┌─ DATA TO EXAMINE

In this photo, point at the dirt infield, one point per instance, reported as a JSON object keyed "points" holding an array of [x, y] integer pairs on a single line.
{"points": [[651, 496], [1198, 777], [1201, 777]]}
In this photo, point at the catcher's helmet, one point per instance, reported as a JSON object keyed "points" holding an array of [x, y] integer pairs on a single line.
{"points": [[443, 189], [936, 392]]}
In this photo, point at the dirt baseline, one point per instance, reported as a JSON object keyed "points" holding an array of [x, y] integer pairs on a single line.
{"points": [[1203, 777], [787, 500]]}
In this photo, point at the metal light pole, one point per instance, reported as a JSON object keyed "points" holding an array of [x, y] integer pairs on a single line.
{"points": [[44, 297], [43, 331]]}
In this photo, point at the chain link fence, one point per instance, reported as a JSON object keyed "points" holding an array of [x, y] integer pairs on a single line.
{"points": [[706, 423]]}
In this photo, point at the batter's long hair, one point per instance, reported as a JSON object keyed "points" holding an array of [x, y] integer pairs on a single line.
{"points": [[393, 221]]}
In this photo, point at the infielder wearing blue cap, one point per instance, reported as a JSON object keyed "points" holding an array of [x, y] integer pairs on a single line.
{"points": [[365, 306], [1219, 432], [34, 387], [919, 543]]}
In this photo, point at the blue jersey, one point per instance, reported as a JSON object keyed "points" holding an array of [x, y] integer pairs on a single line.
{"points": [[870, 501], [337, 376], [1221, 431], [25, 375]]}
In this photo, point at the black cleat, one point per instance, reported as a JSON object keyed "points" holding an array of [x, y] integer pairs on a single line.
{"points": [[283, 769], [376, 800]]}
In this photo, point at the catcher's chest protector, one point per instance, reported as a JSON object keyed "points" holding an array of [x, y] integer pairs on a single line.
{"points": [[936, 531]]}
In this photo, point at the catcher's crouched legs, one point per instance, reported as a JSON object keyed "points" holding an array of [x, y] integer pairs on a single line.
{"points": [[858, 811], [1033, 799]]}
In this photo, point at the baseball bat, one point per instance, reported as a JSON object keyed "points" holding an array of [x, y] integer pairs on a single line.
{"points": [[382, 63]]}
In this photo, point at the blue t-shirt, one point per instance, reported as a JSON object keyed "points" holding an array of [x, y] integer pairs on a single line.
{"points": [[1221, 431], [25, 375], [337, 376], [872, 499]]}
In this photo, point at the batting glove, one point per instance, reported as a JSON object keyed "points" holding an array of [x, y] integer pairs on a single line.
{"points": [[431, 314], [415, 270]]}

└─

**THE TASK**
Repeat exactly the lines from the line containing "In this photo, point at the blue t-shirt, one" through the end of the listing above; both boundary lines are part of the output.

**WRITTEN RESPONSE**
In this photo, point at the blue t-shirt, one point per instance, reported as a JSON object keyed "points" holding an array of [x, y] integer pairs on a single line.
{"points": [[1221, 431], [25, 375], [337, 376], [872, 499]]}
In this photo, point at the batting glove, one point per instance, reported as a JSON object keyed "points" holding an array of [x, y] integer pairs on a single line.
{"points": [[431, 314], [415, 270]]}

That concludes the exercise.